Problem requirements —
Collect every line of the data that contains the word "theodoric", treating uppercase and lowercase as different.

Dataset extract —
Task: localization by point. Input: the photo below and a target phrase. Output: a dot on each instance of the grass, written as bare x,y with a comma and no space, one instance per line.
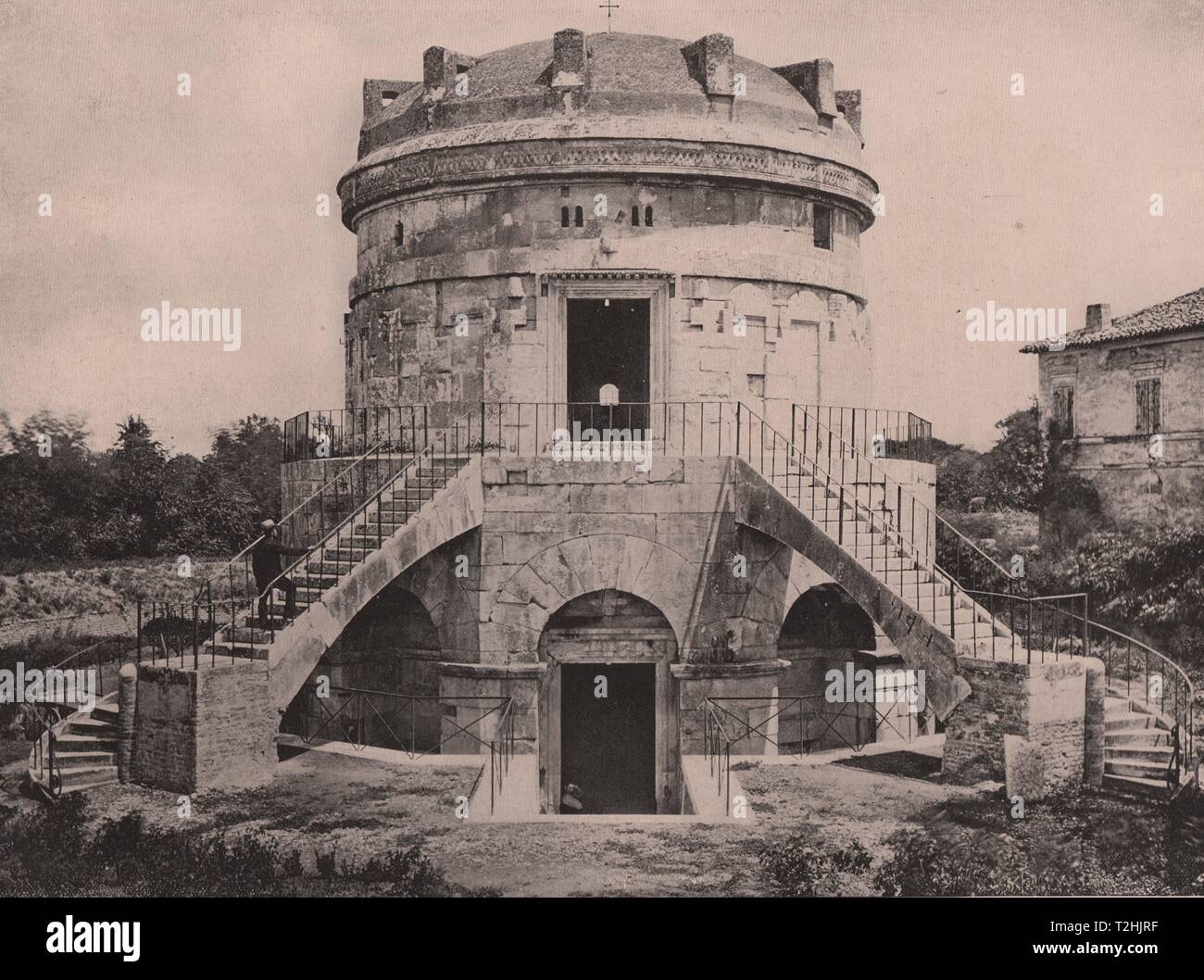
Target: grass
338,824
31,589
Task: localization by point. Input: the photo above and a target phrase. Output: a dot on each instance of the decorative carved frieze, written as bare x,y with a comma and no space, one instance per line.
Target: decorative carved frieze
418,171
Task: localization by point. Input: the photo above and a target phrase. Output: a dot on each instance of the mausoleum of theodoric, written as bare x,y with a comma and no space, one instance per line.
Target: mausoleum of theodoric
609,494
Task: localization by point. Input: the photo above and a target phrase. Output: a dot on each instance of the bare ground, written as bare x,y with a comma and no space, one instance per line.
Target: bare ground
353,808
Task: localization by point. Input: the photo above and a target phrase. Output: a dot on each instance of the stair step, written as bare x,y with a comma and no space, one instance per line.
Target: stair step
1128,720
71,742
240,650
1135,751
84,758
84,776
1136,735
1135,784
1139,767
91,725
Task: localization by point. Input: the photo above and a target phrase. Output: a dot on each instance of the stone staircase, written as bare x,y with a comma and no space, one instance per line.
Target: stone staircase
894,560
847,497
1136,746
345,549
85,750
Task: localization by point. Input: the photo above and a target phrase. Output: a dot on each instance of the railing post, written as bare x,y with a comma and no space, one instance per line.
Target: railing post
1086,631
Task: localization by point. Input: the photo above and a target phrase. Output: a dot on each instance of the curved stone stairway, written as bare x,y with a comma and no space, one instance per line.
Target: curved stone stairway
1136,746
85,749
834,513
332,563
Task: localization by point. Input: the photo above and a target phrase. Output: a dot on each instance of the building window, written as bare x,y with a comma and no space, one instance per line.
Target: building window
822,227
1063,412
1148,406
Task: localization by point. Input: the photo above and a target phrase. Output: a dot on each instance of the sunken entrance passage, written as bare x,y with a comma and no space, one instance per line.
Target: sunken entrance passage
608,744
608,714
608,345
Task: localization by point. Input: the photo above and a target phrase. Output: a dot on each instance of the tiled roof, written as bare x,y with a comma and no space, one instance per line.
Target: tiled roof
1171,317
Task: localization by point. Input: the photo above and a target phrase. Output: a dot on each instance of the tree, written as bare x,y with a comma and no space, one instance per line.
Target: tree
249,455
135,472
1015,466
47,486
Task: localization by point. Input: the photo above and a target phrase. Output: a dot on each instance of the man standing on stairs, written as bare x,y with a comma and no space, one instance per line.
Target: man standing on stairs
265,562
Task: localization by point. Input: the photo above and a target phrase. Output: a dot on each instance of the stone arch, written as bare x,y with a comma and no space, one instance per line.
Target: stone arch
827,617
825,630
625,747
646,569
449,598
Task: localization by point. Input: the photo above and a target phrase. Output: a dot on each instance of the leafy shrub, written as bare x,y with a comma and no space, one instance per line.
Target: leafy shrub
799,867
927,863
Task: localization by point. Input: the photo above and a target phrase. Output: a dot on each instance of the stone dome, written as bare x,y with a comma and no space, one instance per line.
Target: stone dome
602,88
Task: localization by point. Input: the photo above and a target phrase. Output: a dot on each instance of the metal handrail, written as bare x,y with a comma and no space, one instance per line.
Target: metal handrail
878,521
242,555
915,433
906,495
360,510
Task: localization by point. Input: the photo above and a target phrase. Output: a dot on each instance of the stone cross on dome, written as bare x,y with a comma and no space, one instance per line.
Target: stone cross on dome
608,6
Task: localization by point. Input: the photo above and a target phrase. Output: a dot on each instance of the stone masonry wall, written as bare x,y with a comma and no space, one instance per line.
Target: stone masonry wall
1046,703
195,730
1109,450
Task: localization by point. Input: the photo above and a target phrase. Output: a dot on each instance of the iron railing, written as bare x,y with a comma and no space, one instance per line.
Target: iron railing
877,433
797,723
335,433
364,718
911,537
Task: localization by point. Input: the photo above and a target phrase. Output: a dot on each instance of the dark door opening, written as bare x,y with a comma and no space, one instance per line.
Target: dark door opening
608,344
608,744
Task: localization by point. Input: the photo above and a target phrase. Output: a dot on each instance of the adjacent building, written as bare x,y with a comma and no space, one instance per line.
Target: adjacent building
1126,397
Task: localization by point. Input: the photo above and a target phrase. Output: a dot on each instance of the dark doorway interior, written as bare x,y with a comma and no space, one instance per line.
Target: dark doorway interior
608,344
608,744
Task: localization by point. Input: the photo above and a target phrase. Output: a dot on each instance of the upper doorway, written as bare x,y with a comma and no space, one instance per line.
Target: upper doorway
608,344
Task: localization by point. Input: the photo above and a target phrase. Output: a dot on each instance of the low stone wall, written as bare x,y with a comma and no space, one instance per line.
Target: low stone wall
519,682
755,682
215,727
1058,706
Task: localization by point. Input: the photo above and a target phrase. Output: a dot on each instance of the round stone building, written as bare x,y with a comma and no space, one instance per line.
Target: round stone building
517,193
624,232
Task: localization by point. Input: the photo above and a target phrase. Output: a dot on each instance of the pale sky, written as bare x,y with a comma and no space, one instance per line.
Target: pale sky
1040,200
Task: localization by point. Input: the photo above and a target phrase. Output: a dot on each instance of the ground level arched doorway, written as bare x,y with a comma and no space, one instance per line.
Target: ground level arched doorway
608,707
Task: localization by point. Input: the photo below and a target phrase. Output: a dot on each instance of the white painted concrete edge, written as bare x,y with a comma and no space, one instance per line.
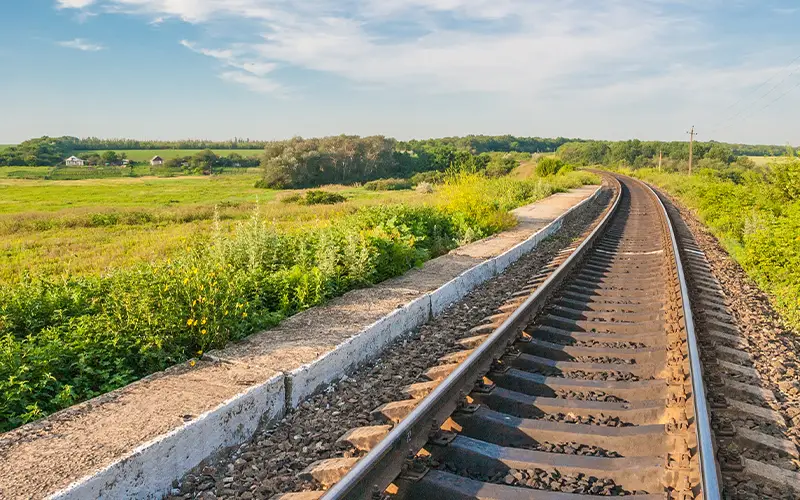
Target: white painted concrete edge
149,470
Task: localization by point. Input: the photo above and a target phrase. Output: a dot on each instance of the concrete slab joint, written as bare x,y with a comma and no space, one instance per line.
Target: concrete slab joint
149,470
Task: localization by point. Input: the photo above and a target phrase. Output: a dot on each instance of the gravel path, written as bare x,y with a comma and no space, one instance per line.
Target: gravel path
270,462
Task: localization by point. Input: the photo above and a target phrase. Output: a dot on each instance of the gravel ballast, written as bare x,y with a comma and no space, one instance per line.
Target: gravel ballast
773,347
270,462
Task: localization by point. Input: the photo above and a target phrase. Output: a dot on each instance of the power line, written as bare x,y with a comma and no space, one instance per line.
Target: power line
774,100
724,122
742,98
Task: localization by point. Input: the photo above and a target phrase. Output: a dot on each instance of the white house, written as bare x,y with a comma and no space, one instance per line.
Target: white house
74,161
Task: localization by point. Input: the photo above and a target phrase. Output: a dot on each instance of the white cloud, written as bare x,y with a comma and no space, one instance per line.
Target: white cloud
251,74
73,4
252,82
519,47
81,44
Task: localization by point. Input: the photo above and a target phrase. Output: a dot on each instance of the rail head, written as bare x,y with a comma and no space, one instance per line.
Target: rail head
383,464
708,465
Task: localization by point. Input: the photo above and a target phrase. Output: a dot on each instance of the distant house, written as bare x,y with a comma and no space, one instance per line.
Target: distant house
74,161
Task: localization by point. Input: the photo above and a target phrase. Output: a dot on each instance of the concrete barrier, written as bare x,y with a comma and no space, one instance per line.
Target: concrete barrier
149,470
304,381
457,288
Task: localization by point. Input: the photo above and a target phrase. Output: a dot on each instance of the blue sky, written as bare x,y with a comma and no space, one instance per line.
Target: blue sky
268,69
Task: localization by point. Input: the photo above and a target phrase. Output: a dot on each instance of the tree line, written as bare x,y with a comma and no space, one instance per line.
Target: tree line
91,143
345,159
299,161
207,162
674,155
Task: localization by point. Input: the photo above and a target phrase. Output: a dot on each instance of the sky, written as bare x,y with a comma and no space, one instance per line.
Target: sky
272,69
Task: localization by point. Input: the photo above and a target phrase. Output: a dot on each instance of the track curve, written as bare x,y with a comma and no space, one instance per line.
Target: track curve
586,386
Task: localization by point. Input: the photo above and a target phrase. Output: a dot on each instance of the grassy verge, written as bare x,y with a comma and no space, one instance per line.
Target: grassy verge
64,340
756,217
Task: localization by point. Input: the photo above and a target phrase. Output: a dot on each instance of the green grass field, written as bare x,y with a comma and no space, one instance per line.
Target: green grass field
766,160
89,226
147,154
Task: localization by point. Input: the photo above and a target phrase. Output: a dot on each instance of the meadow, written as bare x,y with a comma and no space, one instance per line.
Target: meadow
762,161
182,283
69,228
166,154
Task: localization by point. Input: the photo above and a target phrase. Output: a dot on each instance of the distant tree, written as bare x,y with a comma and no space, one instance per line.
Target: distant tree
548,165
720,152
110,157
205,162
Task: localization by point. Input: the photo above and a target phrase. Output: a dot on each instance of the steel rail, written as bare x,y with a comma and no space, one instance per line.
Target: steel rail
383,464
705,440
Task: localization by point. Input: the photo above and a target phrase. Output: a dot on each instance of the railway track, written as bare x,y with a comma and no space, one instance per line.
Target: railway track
586,382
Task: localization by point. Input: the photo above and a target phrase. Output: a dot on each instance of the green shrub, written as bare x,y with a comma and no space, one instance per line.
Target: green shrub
429,177
548,165
315,197
755,217
388,185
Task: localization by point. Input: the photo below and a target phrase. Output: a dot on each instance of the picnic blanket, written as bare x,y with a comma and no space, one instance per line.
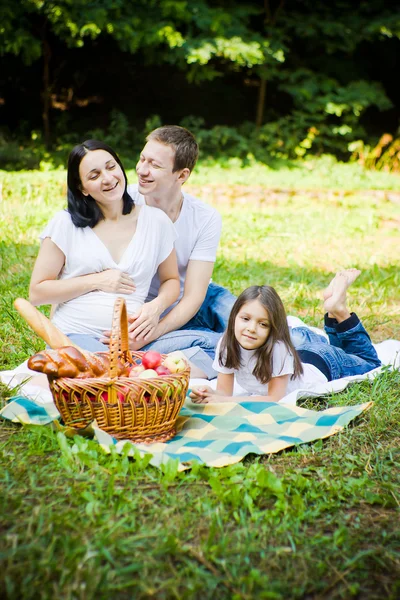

Exercise output —
Task: localization by point. Input: the photo above and a target phrase. Output: a dot on each instance of the mausoleum of theodoric, written as bare x,y with a comma and no space, one instance per line.
Target: mausoleum of theodoric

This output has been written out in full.